**Excerpt provided:**
****************
Hi Eva,
This was very helpful, thank you very much! I spent some more time reading around the topic and your
I have a few follow-up questions if that’s OK, please let me know if I should create a new post for one or more of them!
What is the right thing to do when the initial step e.g. in my case tune_pls1_plasma ← mixOmics::tune(df_plasma, df_plasma_traits[, “age”]) suggests 1 component, but the next step to select metabolite suggests 2 components? Should I keep 1 or 2 in this case?
In terms of using perf() to assess model performance, how do I interpret MSEP/RMSEP/R2/Q2? I understand that lower MSEP/RMSEP indicate a better predictive accuracy, a higher R2 suggests a better fit to the training data and a higher Q2 suggests a better predictive ability. However, what does getting an MSEP of 1.04 ± 0.23 mean? Also, as I have so few samples, my Q2 starts close to 0 or even negative, and adding a 2nd component as suggested by the tuning process always makes it smaller/more negative. Does this mean I am overfitting my data?
****************
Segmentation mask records

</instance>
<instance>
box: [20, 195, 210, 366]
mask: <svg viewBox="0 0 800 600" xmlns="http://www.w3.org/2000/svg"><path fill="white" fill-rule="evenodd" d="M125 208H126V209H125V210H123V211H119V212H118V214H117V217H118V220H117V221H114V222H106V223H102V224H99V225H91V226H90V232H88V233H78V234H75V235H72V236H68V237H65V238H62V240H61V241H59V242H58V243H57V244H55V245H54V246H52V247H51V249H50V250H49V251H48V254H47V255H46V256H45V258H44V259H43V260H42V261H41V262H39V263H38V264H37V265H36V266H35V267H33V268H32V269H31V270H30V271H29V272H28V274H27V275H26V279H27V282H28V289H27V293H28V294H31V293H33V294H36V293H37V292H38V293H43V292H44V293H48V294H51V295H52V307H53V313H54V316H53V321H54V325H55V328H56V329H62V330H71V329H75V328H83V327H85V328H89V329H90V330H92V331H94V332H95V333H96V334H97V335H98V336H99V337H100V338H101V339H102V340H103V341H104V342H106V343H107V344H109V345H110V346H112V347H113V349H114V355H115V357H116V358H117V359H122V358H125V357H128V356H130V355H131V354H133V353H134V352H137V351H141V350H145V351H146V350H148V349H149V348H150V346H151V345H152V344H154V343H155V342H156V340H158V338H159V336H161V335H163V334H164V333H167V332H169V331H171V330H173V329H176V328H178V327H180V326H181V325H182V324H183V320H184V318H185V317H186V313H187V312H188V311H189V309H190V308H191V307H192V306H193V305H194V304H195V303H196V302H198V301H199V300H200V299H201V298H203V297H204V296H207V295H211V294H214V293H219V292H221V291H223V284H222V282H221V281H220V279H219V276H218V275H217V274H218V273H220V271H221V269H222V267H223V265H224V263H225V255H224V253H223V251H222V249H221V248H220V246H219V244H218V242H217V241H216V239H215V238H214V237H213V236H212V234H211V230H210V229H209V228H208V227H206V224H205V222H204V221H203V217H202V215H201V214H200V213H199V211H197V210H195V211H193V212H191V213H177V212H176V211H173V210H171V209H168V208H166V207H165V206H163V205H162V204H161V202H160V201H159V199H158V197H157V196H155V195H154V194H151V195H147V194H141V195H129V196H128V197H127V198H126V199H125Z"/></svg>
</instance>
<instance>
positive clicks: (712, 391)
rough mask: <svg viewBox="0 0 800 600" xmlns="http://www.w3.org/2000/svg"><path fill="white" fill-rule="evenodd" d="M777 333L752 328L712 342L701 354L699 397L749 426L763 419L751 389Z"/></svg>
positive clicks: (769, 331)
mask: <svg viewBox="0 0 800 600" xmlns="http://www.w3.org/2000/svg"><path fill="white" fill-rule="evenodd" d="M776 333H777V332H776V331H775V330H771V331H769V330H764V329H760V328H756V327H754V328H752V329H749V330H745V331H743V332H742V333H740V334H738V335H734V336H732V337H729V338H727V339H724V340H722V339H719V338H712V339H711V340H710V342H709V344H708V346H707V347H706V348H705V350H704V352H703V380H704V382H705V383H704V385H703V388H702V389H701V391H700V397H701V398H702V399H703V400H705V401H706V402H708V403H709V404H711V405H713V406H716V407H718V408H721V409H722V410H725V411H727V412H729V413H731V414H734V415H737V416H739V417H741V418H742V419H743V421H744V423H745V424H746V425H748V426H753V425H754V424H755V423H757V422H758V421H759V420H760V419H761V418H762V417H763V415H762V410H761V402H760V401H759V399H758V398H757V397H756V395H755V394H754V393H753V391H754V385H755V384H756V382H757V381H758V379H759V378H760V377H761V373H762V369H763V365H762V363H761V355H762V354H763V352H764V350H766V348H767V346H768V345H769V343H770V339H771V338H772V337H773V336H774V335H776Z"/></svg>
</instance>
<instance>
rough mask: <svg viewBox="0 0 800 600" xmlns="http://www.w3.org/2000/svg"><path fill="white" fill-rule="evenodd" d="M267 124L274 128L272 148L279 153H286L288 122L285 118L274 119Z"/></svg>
****************
**Questions to answer:**
[1] Say whether each statement agrees with the forum post about tuning mixOmics models. Answer yes or no, and quote the deciding words from the post. (a) The writer's initial tuning step suggested 1 component, while the metabolite selection step suggested 2. (b) Adding a second component makes the writer's Q2 larger. (c) The writer is working with many samples.
[2] Please go on with the forum post about tuning mixOmics models, starting right after its last sentence.

**Answers to each task:**
[1]
(a) Yes: "suggests 1 component, but the next step to select metabolite suggests 2 components"
(b) No: "adding a 2nd component as suggested by the tuning process always makes it smaller/more negative"
(c) No: "as I have so few samples"

[2]
Finally, I have a more general question so I can understand which parts of the dataset to apply these techniques. I have paired data, so samples collected before and after an intervention, and for the subjects I have their sex and age.
Should I perform ALL of the following?
- PLS for age and PLSDA for sex in the baseline data
- PLS for age and PLSDA for sex in the post data
- PLS for age, PLSDA for sex and PLSDA for the intervention effect in the full data
I was thinking that if I had a simpler study design that wasn’t metabolomics, for example if I had measured weight before and after a marathon race, I’d analyse if there were age or sex differences before the race and after the race, as well as analyse the weight change that occurred as a result of the race.
Thank you in advance for your help!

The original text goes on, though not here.